Passage>

>>>

= Stephen Baynes =

Australian ballet dancer

Stephen Baynes (born 1956 in Adelaide, South Australia) has been Resident Choreographer with The Australian Ballet since 1995. He trained with Joanne Priest and graduated from The Australian Ballet School in 1975. He has danced with the Australian Ballet (1976–81, 1985 and promoted to Soloist in 1992), the Stuttgart Ballet (1981–84) and worked with choreographers such as Kenneth MacMillan, John Neumeier, William Forsythe and Hans van Manen.

He has also created works for La Scala Ballet, Sydney Dance Company, West Australian Ballet, the Queensland Ballet, Pacific Northwest Ballet and New York City Ballet's Diamond Project.

==Choreography==

- Strauss Songs (1986)

<<<

Short exercise 1> Name every choreographer the Stephen Baynes article says he worked with.
Short exercise 2> Carry on the Stephen Baynes article from its last line.
The lines after this come from a separate source.

Data extract>
>>>

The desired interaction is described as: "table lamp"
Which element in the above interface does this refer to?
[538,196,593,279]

<<<

Task result 1> Kenneth MacMillan, John Neumeier, William Forsythe, Hans van Manen

Task result 2>
- Ballade (for The Australian Ballet's 25th Anniversary Choreographic Competition, 1988–1989)
- Catalyst (1988)
- Andante (1990)
- Four Reflections of a Quintet (1993, The Dancers Company)
- Souvenirs (1994)
- Episodes (for La Scala Theatre Ballet)
- Beyond Bach
- Into the Darkness (for the West Australian Ballet)
- At the edge of night

- Into Dharma (1986, Sydney Dance Company)
- Shadow in the Facet (1986)
- 1914 (1997)
- The Fold (1999, The Queensland Ballet)
- Lachrimae (2000, West Australian Ballet)
- Molto Vivace (2003)
- Unspoken dialogues (2004, to the music of Sonata No. 1 for violin and piano by Alfred Schnittke
- restaged "Raymonda (2006)
- Constant Variants (2007)
- Night Path (2008)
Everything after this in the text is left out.